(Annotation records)
<<<<
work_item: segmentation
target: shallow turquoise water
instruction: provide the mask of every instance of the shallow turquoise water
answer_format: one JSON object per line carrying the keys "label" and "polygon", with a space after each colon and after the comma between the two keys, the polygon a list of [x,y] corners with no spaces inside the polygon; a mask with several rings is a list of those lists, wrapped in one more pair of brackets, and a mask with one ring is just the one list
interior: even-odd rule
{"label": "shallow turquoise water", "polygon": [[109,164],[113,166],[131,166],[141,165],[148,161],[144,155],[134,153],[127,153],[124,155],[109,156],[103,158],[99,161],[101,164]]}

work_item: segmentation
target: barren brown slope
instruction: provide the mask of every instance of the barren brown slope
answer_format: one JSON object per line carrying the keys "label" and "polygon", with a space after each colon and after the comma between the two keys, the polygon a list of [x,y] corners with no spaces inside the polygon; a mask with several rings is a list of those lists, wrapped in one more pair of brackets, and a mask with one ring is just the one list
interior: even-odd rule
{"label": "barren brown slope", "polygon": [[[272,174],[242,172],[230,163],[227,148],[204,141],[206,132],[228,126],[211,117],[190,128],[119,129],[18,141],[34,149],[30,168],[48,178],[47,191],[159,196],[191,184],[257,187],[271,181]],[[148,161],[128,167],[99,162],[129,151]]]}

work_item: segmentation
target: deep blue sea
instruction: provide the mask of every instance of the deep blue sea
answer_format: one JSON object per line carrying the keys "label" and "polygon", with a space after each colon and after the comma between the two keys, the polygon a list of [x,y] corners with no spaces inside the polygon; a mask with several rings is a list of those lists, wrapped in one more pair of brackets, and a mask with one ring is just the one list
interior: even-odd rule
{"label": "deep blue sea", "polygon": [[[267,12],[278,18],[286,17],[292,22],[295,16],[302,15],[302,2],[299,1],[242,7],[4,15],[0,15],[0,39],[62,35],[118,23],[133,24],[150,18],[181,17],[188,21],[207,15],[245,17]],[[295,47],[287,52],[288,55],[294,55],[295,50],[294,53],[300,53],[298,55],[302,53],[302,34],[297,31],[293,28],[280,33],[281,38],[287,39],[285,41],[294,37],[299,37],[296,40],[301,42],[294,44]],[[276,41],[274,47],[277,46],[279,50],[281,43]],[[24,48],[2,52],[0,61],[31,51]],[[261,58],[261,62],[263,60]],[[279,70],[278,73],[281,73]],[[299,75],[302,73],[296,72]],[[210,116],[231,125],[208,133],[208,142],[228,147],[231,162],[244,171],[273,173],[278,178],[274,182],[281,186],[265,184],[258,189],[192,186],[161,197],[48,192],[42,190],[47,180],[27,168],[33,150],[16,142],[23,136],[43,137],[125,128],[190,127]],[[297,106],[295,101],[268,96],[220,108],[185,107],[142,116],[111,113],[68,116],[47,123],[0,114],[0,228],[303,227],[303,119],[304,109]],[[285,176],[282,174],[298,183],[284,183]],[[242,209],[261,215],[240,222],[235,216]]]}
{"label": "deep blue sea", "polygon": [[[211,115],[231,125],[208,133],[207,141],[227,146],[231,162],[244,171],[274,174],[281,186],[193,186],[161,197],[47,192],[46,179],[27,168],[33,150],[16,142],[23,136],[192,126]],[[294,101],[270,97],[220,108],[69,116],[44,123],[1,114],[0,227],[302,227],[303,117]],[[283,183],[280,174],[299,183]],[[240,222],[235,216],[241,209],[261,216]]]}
>>>>
Written instruction =>
Write all of the records out again exactly.

Response to the exercise =>
work_item: segmentation
target: shallow turquoise water
instruction: provide the mask of every instance of the shallow turquoise water
answer_format: one JSON object per line carrying the keys "label" and "polygon", with a space after each colon and after the comma between the two keys, the polygon a list of [x,y] corners with no spaces inside the polygon; a mask with several rings is a list of those lists, wrapped in one more pair of brackets, and a mask with one ring is just the one list
interior: even-odd rule
{"label": "shallow turquoise water", "polygon": [[109,164],[113,166],[131,166],[141,165],[148,161],[144,155],[134,153],[127,153],[124,155],[109,156],[103,158],[99,161],[101,164]]}

work_item: segmentation
target: barren brown slope
instruction: provide the mask of every instance of the barren brown slope
answer_format: one JSON object per line carrying the keys "label" and "polygon", with a space after each colon and after the comma between the two keys, the polygon a list of [x,y] corners with no spaces inside the polygon; a mask with several rings is a list of those lists, wrapped in one more pair of brackets, and a mask with one ring is just the one list
interior: even-odd rule
{"label": "barren brown slope", "polygon": [[[272,174],[242,172],[230,163],[227,148],[204,141],[206,132],[228,126],[211,117],[190,128],[119,129],[18,141],[34,149],[30,168],[48,178],[47,191],[159,196],[191,184],[257,187],[271,181]],[[148,161],[128,167],[99,162],[129,151]]]}

work_item: segmentation
target: deep blue sea
instruction: provide the mask of every instance of the deep blue sea
answer_format: one JSON object per line carrying the keys "label" and "polygon", with a space after each colon and after the comma between the two keys, the polygon a list of [x,y] corners with no spaces inside the polygon; a mask with several rings is a list of those lists, wrapped in one more pair of brackets, and a mask with one ring is just the one list
interior: even-odd rule
{"label": "deep blue sea", "polygon": [[[267,12],[278,18],[286,17],[292,22],[295,16],[302,15],[302,2],[299,1],[242,7],[4,15],[0,15],[0,39],[62,35],[118,23],[133,24],[150,18],[181,17],[188,21],[207,15],[245,17]],[[295,47],[287,52],[288,55],[294,55],[295,50],[294,53],[300,53],[298,55],[302,53],[302,34],[297,31],[293,28],[280,33],[281,38],[287,39],[285,41],[294,37],[299,37],[296,40],[301,42],[294,44]],[[276,41],[274,47],[277,46],[279,50],[281,43]],[[24,48],[2,52],[0,61],[31,51]],[[261,58],[261,62],[263,60]],[[279,70],[278,73],[281,73]],[[299,75],[302,73],[296,72]],[[210,116],[231,125],[208,133],[208,142],[228,147],[231,162],[244,171],[273,173],[278,178],[274,182],[281,186],[265,184],[258,189],[192,186],[161,197],[48,192],[42,190],[47,180],[27,168],[33,150],[16,142],[23,136],[43,137],[125,128],[190,127]],[[297,106],[295,101],[268,96],[220,108],[185,107],[142,116],[111,113],[68,116],[47,123],[0,114],[0,228],[303,227],[303,119],[304,109]],[[285,176],[282,174],[298,183],[284,183]],[[242,209],[261,215],[240,222],[235,216]]]}
{"label": "deep blue sea", "polygon": [[[211,115],[231,125],[208,133],[207,141],[227,146],[231,162],[244,171],[274,174],[281,186],[193,186],[161,197],[47,192],[46,179],[27,168],[33,150],[16,142],[23,136],[192,126]],[[294,101],[270,97],[220,108],[69,116],[44,123],[1,114],[0,227],[302,227],[303,117]],[[283,183],[280,174],[299,183]],[[240,222],[235,216],[241,209],[261,216]]]}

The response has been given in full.